**Challenge 1**
Answer these questions about the email below.
(a) Which address is copied on the email?
(b) What does Steven ask Gregory to submit so the issue can be tracked?
(c) What is the name of the draft Gregory says he is impressed with?

------ Selected passage

From: Steven Faulkner <faulkner.steve@gmail.com>
Date: Thu, 3 Jun 2010 14:47:26 +0100
Message-ID: <AANLkTinGXzLNajUnzydJ4Pfyblhey79jEnhPaHOrdca4@mail.gmail.com>
To: "Gregory J. Rosmaita" <oedipus@hicom.net>
Cc: wai-xtech@w3.org
Hi gregory thanks for the feedback, can you submit as a bug so I can
track the issue?

file a bug:

If it's too much hassle i can do so on your behalf.

best regards

On 3 June 2010 08:17, Gregory J. Rosmaita <oedipus@hicom.net> wrote:
> aloha, steve!
> overall, i am really impressed with the work you've done on
> the HTML5 Techniques for providing useful text alternatives
> draft (congrats on getting a public draft approved) -- but in
> re-reading and discussing the draft i've run into the same reaction
> i first had when i reviewed an earlier draft of the document, and i
> believe it is an example that you inherited from a previous HTML5
> draft:
> QUOTE source="http://dev.w3.org/html5/alt-techniques/#images-enhance"

------------
------ Entries supplied

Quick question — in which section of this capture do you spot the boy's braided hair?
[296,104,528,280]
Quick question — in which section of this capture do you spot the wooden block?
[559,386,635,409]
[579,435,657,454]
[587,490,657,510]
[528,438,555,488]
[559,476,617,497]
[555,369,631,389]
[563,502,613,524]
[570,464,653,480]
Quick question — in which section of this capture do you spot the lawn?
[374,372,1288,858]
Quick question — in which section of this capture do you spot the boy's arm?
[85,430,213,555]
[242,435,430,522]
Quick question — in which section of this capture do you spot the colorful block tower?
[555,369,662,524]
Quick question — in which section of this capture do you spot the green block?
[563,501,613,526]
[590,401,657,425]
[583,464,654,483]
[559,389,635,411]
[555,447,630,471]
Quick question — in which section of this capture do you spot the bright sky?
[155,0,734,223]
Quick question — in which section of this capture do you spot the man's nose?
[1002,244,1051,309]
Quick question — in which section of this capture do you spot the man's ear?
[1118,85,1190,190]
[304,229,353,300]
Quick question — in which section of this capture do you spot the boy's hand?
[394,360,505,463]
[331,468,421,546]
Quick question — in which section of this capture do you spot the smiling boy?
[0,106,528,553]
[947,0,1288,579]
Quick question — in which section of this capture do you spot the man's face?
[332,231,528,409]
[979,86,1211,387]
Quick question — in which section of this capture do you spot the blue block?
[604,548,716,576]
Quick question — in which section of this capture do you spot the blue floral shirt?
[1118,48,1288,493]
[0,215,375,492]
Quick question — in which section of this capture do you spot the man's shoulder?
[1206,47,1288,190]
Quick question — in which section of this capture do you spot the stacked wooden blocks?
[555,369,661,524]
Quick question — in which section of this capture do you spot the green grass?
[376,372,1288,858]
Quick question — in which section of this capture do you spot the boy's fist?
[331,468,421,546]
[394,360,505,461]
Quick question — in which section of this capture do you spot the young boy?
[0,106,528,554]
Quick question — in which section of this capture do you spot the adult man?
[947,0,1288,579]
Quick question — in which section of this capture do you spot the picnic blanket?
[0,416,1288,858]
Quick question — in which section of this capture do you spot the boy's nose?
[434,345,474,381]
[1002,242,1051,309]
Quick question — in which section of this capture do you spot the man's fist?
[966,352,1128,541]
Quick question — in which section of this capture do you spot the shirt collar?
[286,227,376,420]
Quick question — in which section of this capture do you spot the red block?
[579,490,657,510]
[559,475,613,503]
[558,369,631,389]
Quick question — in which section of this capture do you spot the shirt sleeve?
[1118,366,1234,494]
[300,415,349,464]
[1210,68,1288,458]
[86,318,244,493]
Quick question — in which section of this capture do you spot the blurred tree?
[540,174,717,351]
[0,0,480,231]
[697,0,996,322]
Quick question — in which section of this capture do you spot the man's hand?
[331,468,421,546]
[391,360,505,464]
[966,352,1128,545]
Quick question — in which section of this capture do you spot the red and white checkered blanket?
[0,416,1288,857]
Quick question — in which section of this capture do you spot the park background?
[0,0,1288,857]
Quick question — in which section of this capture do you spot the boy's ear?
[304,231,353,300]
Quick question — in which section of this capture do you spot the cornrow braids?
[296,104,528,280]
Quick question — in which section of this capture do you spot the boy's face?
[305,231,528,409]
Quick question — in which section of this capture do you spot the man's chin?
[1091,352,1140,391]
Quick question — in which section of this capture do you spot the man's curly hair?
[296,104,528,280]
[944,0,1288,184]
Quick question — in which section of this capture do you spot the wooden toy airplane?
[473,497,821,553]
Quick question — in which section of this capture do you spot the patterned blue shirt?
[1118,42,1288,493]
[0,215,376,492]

------------

**Challenge 2**
Render the rows from the line containing "the wooden block?" through the line containing "[374,372,1288,858]", inclusive, as a JSON list of strings with one string per line, leaving out blank lines.

**Correct result 1**
(a) wai-xtech@w3.org
(b) A bug
(c) HTML5 Techniques for providing useful text alternatives

**Correct result 2**
[
  "Quick question — in which section of this capture do you spot the wooden block?",
  "[559,386,635,409]",
  "[579,435,657,454]",
  "[587,490,657,510]",
  "[528,438,555,488]",
  "[559,476,617,497]",
  "[555,369,631,389]",
  "[563,502,613,524]",
  "[570,464,653,480]",
  "Quick question — in which section of this capture do you spot the lawn?",
  "[374,372,1288,858]"
]